Report, as a number alone, how many lines below contain the string "price".

──────────────────────────────

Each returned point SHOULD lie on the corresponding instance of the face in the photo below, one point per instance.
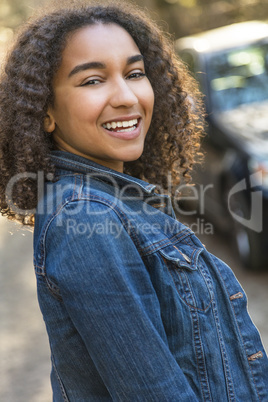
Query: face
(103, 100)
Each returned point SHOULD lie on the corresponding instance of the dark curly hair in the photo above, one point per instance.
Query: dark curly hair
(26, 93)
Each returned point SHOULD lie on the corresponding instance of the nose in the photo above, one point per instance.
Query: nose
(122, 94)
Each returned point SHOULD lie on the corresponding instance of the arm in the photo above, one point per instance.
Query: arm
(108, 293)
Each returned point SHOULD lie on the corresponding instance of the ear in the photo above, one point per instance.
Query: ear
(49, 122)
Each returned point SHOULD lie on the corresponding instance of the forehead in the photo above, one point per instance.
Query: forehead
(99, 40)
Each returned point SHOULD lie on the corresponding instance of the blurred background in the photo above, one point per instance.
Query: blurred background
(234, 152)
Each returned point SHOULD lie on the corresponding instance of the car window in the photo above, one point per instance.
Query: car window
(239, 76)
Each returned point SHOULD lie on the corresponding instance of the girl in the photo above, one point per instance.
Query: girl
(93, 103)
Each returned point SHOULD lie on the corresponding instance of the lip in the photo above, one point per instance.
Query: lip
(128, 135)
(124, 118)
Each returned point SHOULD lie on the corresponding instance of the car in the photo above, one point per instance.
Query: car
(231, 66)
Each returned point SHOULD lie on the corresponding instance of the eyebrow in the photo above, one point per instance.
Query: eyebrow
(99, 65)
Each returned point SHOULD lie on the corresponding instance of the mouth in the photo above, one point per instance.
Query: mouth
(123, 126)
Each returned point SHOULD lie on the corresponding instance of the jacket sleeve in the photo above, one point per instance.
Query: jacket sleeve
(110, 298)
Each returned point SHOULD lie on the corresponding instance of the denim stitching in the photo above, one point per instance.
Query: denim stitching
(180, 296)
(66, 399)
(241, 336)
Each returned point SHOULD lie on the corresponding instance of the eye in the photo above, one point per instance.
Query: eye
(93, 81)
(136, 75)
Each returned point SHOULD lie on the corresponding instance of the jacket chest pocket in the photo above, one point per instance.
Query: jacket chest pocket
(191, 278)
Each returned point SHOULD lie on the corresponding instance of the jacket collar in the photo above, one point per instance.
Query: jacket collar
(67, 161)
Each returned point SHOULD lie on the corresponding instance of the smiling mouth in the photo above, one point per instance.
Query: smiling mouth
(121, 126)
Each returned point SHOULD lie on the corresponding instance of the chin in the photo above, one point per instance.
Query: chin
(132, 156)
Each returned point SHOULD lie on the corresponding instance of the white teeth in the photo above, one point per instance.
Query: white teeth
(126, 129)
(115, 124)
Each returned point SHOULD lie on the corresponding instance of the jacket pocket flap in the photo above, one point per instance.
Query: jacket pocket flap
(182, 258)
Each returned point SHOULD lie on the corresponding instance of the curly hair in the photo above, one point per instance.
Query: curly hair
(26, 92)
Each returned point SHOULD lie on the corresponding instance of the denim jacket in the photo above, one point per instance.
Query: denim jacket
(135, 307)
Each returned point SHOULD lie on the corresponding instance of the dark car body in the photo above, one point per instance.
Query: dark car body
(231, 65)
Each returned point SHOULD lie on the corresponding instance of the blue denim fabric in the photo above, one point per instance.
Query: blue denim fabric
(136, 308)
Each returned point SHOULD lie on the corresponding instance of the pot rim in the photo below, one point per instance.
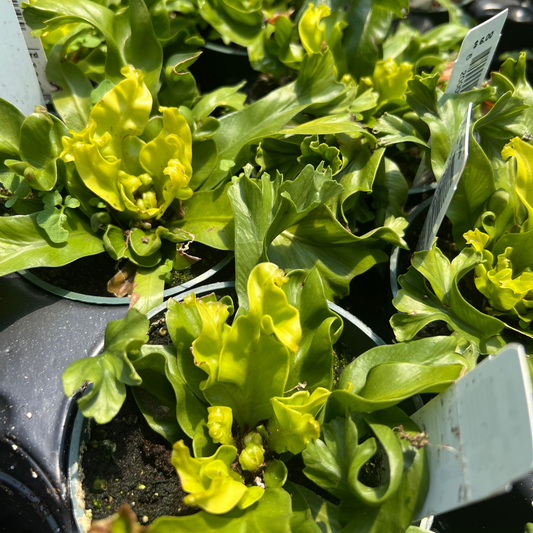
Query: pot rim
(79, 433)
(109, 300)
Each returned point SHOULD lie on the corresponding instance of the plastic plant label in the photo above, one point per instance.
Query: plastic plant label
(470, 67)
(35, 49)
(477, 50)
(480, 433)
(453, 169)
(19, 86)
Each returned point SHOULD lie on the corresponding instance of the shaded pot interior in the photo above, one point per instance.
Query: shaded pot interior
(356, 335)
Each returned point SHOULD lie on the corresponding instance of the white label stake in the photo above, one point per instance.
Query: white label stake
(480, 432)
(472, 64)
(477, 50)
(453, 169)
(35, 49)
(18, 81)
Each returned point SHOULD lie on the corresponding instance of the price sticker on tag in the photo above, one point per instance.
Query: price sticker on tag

──────────────────────────────

▶ _Reply_: 2